Aim of the task
Please rewrite the data from its start through the line holding "point(421, 228)", inclusive, multiplying each answer coordinate by 2.3 and rounding to whole numbers with halves going up, while leaving the numbers in the requests and their format samples unchanged. Keep the requests, omit the pictures, and return only these lines.

Supplied data
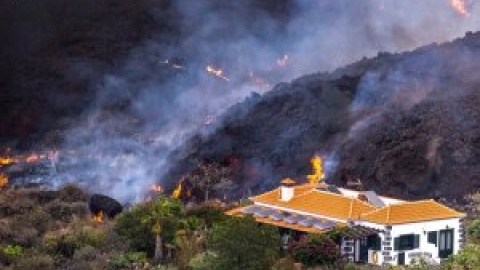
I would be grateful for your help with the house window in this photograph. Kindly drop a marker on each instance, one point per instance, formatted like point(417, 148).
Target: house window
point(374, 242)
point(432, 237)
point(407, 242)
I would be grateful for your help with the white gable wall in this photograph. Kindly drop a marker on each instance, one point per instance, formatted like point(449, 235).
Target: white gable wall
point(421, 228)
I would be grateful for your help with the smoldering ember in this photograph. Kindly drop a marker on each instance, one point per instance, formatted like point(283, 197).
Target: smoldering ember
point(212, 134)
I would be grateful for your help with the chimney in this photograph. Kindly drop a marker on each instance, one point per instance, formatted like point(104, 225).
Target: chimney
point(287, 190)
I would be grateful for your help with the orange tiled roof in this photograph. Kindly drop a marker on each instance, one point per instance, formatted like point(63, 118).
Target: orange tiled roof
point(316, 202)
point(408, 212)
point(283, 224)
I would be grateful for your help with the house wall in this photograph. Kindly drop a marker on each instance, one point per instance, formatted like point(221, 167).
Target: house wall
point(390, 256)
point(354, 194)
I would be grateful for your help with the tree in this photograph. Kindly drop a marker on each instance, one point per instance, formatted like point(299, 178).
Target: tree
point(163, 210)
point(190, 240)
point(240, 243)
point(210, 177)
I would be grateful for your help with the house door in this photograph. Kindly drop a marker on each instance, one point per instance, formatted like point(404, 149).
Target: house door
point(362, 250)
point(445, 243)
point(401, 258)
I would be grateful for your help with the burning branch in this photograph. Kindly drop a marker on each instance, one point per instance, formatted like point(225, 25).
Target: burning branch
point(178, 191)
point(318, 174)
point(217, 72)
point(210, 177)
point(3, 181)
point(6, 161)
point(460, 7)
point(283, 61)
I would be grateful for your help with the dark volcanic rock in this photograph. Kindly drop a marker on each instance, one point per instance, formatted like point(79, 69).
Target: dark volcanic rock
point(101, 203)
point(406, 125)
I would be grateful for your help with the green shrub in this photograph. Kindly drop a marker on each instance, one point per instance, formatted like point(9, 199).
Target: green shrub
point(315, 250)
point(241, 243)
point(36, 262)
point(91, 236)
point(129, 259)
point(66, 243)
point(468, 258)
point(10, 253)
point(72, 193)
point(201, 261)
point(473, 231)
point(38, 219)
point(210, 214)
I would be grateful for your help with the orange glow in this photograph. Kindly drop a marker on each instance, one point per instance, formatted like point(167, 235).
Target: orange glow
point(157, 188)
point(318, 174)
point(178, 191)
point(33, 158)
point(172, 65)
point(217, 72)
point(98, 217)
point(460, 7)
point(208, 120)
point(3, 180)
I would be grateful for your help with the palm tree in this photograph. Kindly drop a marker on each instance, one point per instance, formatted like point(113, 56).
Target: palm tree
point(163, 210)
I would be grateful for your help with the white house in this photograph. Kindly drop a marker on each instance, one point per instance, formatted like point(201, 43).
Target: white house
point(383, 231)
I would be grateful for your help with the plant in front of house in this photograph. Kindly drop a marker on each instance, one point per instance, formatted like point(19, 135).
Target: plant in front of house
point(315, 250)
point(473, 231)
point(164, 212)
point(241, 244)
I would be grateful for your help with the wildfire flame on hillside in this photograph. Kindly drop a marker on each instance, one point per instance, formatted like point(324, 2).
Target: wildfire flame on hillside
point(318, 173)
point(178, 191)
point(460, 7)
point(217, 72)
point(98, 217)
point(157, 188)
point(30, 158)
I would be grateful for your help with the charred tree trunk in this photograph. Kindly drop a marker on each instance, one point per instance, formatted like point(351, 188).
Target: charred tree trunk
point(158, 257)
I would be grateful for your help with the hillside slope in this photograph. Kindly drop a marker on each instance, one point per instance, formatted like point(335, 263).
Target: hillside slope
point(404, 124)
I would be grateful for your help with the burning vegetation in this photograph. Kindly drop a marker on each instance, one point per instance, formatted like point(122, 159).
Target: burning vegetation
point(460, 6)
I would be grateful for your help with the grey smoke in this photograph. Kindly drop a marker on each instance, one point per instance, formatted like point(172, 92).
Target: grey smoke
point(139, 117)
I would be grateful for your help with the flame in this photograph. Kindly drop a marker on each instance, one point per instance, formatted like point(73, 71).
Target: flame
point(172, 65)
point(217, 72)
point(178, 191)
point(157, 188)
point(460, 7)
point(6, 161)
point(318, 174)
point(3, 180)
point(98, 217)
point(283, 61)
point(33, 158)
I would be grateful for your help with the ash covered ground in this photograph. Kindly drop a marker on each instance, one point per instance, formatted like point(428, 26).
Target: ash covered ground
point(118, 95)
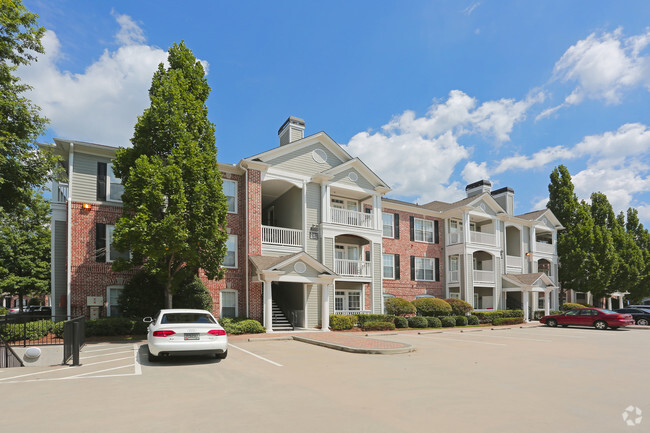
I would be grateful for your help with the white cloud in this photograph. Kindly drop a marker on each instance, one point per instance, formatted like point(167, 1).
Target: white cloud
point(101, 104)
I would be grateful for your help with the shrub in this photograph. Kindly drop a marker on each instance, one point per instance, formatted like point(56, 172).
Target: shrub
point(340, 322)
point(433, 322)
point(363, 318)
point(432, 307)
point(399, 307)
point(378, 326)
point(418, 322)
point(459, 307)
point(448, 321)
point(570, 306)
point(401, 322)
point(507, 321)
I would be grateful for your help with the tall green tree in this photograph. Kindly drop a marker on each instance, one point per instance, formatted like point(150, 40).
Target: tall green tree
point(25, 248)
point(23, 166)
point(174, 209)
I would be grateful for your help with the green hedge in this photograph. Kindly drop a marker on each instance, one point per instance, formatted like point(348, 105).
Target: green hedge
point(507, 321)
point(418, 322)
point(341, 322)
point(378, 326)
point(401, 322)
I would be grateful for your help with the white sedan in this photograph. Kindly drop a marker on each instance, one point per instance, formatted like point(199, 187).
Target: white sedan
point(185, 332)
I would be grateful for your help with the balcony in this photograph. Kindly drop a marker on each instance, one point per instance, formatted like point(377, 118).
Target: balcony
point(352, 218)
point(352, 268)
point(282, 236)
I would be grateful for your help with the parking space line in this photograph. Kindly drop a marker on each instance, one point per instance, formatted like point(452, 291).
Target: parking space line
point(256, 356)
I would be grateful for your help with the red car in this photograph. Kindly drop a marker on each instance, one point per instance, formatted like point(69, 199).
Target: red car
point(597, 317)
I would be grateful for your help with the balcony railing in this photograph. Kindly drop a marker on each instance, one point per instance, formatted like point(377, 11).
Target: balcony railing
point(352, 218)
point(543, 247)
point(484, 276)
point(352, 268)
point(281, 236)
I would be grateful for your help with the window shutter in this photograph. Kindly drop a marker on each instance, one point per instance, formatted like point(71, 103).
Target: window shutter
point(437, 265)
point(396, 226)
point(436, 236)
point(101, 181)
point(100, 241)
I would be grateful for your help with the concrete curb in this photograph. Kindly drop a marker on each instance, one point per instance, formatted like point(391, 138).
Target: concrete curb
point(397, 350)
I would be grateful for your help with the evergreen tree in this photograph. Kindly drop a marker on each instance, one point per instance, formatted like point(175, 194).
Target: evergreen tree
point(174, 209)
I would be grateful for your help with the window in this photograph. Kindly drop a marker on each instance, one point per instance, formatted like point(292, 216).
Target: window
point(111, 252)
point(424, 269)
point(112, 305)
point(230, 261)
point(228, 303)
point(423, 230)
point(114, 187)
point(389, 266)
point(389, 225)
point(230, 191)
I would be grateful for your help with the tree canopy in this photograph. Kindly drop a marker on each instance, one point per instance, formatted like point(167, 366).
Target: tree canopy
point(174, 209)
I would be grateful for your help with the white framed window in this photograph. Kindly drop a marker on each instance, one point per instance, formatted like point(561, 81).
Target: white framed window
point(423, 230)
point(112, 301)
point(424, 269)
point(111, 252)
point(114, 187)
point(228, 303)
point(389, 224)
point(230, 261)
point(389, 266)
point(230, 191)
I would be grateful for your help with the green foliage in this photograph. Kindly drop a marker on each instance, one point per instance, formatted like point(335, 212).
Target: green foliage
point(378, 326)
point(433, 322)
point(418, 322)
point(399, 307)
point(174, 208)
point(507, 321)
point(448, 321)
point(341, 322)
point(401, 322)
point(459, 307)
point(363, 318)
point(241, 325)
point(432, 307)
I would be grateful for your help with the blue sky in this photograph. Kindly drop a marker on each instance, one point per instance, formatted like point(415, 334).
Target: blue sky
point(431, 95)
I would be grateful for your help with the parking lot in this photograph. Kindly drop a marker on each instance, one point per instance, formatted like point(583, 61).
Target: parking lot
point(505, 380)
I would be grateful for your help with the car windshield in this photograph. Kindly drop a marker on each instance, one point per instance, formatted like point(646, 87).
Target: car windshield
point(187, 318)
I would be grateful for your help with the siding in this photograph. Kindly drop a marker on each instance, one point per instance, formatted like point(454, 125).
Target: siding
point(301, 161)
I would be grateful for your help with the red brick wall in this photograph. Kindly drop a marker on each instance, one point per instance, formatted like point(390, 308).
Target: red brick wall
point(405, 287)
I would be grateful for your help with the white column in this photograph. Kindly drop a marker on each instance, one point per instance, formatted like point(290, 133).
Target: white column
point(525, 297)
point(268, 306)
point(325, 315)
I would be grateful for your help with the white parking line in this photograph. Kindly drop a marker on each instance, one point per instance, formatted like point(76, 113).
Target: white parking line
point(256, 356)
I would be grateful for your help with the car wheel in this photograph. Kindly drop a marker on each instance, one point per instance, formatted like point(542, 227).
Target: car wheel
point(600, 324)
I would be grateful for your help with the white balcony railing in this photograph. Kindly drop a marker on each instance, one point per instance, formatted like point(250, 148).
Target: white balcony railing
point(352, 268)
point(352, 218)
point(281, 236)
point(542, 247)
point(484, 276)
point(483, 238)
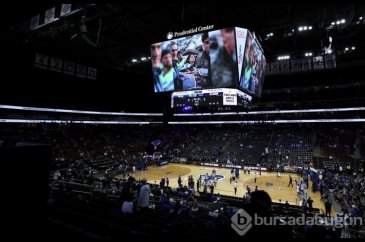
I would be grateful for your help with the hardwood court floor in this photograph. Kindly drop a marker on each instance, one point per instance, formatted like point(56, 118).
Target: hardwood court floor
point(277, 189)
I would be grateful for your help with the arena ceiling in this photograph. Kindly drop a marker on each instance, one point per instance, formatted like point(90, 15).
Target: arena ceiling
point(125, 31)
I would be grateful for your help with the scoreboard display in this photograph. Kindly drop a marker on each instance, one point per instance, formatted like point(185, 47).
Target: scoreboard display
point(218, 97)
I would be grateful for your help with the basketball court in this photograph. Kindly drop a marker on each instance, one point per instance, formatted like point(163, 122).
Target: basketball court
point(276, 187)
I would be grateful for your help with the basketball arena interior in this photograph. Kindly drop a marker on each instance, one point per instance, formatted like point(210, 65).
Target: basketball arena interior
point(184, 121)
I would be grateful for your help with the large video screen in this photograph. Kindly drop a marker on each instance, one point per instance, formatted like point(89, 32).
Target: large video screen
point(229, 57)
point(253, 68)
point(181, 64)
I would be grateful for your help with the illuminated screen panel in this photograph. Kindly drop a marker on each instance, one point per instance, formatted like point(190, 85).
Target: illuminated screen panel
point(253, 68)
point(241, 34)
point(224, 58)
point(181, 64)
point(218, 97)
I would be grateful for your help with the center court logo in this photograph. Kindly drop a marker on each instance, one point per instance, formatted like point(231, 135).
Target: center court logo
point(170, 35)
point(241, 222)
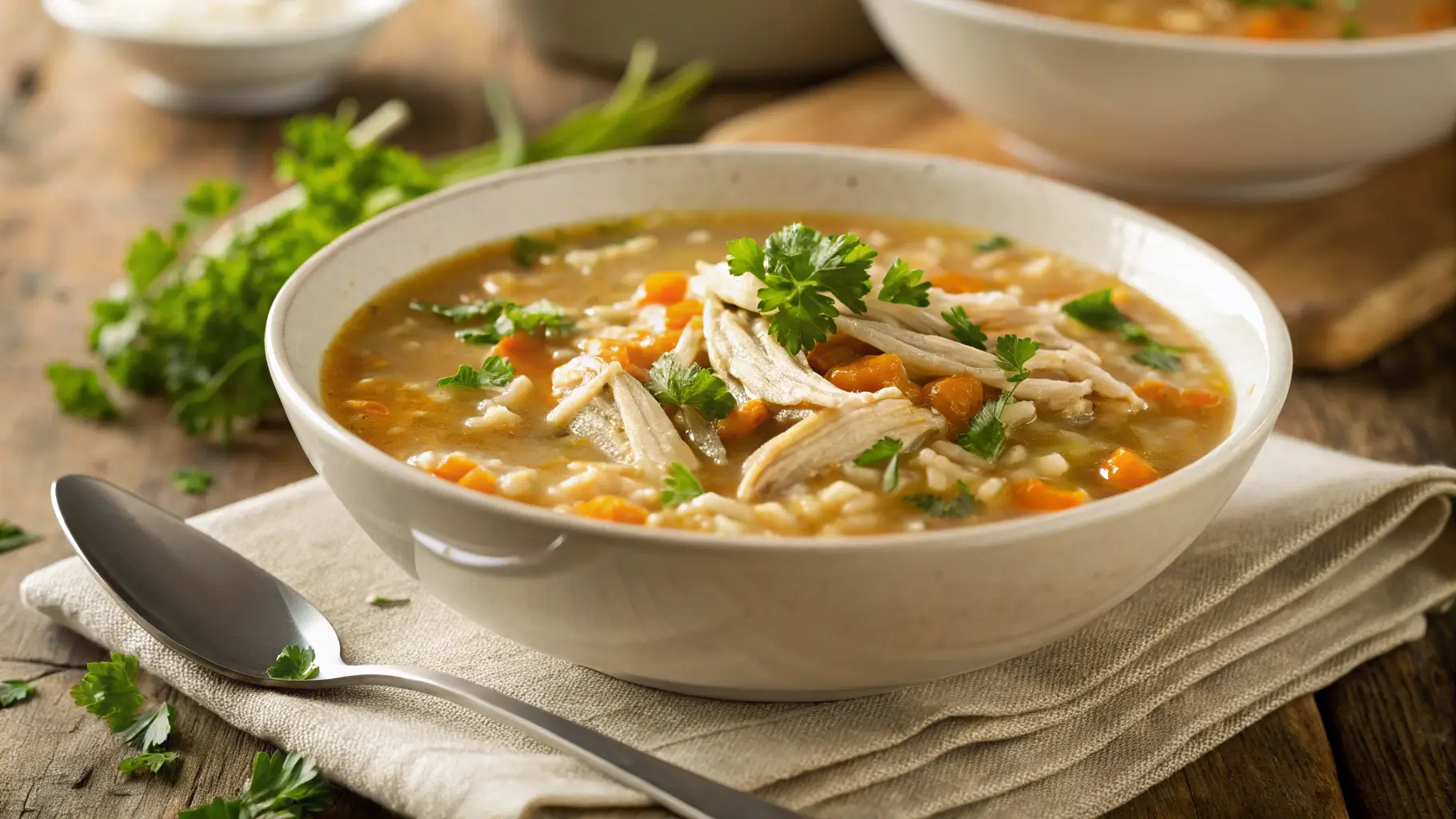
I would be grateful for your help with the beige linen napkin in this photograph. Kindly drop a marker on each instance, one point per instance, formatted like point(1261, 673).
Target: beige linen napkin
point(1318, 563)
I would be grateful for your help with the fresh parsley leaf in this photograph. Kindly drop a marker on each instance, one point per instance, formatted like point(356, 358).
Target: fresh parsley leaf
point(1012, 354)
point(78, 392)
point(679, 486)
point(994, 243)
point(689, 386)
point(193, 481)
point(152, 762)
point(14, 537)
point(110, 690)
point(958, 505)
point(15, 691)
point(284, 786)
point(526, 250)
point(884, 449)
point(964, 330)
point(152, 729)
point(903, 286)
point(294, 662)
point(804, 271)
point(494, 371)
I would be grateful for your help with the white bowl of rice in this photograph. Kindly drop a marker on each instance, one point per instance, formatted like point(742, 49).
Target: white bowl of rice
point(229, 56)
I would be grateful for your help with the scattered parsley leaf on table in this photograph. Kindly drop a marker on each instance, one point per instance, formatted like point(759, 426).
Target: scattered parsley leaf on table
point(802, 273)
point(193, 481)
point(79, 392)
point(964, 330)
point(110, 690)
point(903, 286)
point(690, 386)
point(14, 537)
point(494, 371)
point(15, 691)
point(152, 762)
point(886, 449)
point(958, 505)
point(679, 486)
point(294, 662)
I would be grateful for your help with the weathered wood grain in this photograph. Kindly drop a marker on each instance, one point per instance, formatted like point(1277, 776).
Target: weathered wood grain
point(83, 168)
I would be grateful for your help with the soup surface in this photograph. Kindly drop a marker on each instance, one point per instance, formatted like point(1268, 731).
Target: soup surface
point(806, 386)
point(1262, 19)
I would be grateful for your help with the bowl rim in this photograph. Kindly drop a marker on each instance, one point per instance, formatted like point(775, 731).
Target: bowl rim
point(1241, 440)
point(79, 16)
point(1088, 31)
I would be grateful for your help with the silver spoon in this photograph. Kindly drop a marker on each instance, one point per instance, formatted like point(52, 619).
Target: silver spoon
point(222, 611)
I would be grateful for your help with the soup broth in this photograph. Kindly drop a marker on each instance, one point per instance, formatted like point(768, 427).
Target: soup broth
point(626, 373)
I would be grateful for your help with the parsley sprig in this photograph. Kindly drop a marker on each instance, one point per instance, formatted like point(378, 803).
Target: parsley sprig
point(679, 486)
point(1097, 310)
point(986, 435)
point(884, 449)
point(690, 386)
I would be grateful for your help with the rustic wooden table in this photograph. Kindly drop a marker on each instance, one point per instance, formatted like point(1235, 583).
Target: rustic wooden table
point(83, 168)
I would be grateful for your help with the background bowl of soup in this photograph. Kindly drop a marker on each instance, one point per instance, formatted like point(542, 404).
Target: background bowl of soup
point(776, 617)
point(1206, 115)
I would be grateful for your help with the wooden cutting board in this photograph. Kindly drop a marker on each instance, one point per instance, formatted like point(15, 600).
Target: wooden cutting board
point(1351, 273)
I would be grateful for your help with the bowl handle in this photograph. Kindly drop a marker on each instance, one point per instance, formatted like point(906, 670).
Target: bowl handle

Result of this exercise
I would be grateful for your help with the house window in this photograph. Kindly drop a marker on each instance, one point per instance, formatted like point(417, 148).
Target: house window
point(860, 557)
point(994, 545)
point(936, 557)
I would be grateful for your help with the white gable wall in this photograph. Kindly drop a marker on each instance, one point per instance, formatted like point(449, 235).
Target: white gable wall
point(968, 524)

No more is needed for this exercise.